EXERCISE SET:
**A.** According to the horse conformation thread, which part of the horse is his weakest?
**B.** State how many lines of the rows contain the string "reaching", counting only matches in the same case, and give the number alone.

# Tennessee Walking Horse Conformation



## Elana (Jan 28, 2011)

The ONLY reasons to care about conformation is for structural long term soundness and suitability for a task. I like a well conformed horse because form follows function in an animal that weighs 1200 pounds (or more). 

This horse has a nice shoulder which is typical for the breed. He is a little long bodied but has a very nice hind quarter with good natural muscling. 

In the fault department he has knife withers.. easily bruised if you don't carefully fit his saddle. He has a weak neck.. with a dip in front of the withers.. indicating to me that he travels with his head high (he is a TWH, so is he gaited and does he naturally pick up the gait? often gaited TWH's have necks like this). He is built a little down hill.

His weakest part are in his legs. His gaskins are very light. His hocks are not large enough (they are barely adequate) and I wish they were a bit lower. His fore arms are light, his knees are small and round and he lacks bone. He is not back at the knee but he is very very straight through the knee and he is tied in at the knee. He looks like he needs his feet trimmed.


----------



## Saddlebag (Jan 17, 2011)

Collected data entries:
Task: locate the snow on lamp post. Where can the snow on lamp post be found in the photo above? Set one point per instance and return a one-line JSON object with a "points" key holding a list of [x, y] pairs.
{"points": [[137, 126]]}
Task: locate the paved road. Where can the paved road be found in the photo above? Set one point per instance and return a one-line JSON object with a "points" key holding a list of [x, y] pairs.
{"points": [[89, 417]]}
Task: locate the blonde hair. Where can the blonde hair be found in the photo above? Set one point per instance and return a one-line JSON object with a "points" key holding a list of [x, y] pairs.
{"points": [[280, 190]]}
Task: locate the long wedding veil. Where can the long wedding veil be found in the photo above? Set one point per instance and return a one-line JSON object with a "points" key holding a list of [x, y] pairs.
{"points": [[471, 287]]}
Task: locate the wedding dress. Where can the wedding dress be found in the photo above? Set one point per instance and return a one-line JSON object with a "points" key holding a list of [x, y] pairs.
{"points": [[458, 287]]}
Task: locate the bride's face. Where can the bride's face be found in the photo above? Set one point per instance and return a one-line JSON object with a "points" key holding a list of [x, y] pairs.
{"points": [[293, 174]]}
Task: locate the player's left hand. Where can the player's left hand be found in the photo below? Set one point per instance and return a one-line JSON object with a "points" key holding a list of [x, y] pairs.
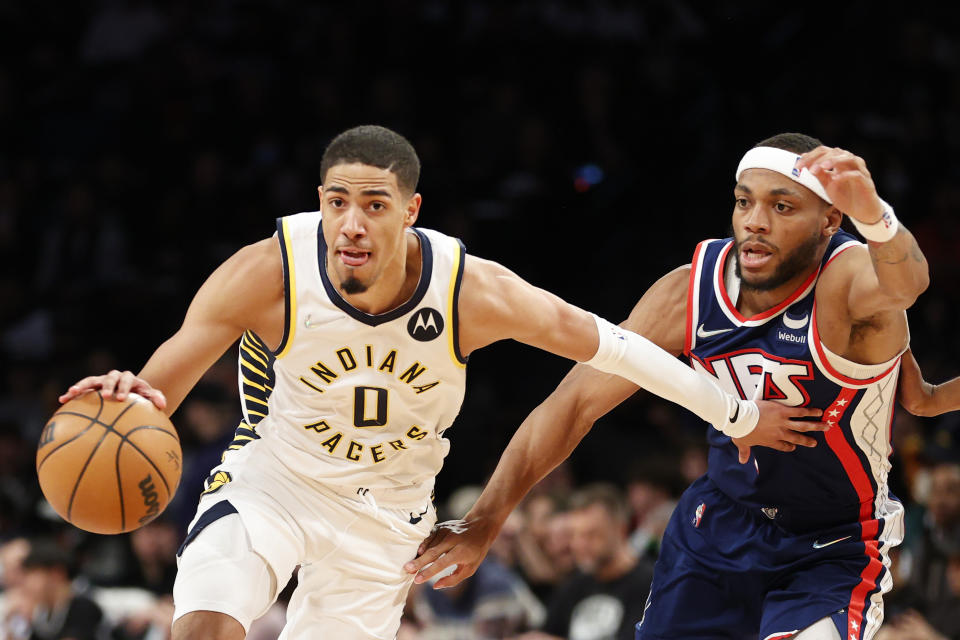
{"points": [[463, 543], [915, 393], [846, 180], [778, 429]]}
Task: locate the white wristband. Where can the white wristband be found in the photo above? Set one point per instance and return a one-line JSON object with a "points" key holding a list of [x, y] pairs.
{"points": [[743, 420], [883, 229], [635, 358]]}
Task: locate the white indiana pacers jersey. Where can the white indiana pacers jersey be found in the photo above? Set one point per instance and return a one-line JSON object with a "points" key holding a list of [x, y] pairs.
{"points": [[352, 399]]}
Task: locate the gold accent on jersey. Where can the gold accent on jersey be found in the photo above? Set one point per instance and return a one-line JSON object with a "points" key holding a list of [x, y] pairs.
{"points": [[291, 291], [245, 347], [451, 325], [388, 362], [216, 483], [311, 385]]}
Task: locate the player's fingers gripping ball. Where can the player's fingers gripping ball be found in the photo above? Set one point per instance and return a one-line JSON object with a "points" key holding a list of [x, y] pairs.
{"points": [[108, 466]]}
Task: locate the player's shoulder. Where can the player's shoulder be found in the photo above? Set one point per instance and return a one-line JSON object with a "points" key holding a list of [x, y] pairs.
{"points": [[255, 269], [305, 223], [843, 260]]}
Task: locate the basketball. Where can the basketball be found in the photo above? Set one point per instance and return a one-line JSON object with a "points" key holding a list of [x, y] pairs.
{"points": [[108, 466]]}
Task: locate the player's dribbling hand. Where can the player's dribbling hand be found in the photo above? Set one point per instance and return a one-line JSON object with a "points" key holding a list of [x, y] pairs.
{"points": [[463, 543], [778, 429], [116, 384], [846, 180]]}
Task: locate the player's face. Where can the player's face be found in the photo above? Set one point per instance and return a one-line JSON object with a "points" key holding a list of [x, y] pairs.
{"points": [[365, 214], [595, 537], [780, 228]]}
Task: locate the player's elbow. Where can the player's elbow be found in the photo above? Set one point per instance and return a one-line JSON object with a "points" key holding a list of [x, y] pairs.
{"points": [[906, 294]]}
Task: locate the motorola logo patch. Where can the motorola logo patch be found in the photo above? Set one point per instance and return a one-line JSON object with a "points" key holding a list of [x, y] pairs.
{"points": [[425, 324]]}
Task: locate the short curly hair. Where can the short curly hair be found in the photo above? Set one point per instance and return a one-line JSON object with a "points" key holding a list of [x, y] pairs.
{"points": [[378, 147], [795, 142]]}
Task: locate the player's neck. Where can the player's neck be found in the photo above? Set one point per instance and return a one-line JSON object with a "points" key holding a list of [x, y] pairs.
{"points": [[396, 285], [754, 301]]}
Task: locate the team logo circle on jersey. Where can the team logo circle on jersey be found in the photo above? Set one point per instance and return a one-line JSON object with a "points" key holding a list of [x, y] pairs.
{"points": [[425, 324]]}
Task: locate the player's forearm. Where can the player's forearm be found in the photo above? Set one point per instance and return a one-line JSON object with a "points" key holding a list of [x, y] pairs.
{"points": [[635, 358], [179, 363], [943, 397], [544, 440], [901, 267]]}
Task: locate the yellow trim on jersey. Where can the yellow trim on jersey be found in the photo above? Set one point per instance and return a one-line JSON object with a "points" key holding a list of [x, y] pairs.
{"points": [[253, 345], [257, 400], [253, 354], [244, 362], [291, 289], [457, 258], [250, 382]]}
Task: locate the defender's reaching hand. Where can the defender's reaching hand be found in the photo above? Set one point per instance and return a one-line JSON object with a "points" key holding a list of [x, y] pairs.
{"points": [[463, 543], [779, 429]]}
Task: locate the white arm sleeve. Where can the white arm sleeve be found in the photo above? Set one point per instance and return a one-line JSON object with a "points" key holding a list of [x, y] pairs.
{"points": [[631, 356]]}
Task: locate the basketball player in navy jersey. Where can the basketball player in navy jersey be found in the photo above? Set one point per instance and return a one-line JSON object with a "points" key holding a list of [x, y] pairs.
{"points": [[787, 534], [355, 329]]}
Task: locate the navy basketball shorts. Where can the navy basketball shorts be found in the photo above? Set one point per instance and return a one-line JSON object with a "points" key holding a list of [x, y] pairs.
{"points": [[727, 571]]}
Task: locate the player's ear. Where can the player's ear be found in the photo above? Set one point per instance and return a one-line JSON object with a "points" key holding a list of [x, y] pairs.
{"points": [[831, 223], [412, 210]]}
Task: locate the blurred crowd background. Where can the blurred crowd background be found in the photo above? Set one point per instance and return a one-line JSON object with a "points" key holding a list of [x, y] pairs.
{"points": [[588, 145]]}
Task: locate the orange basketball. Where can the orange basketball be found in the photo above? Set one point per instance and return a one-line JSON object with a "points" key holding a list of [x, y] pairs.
{"points": [[108, 466]]}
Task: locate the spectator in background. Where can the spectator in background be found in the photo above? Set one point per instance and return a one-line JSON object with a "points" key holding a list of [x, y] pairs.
{"points": [[16, 609], [651, 495], [941, 620], [940, 536], [59, 612], [494, 603], [606, 595]]}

ANSWERS FOR THIS EXERCISE:
**A.** His legs.

**B.** 1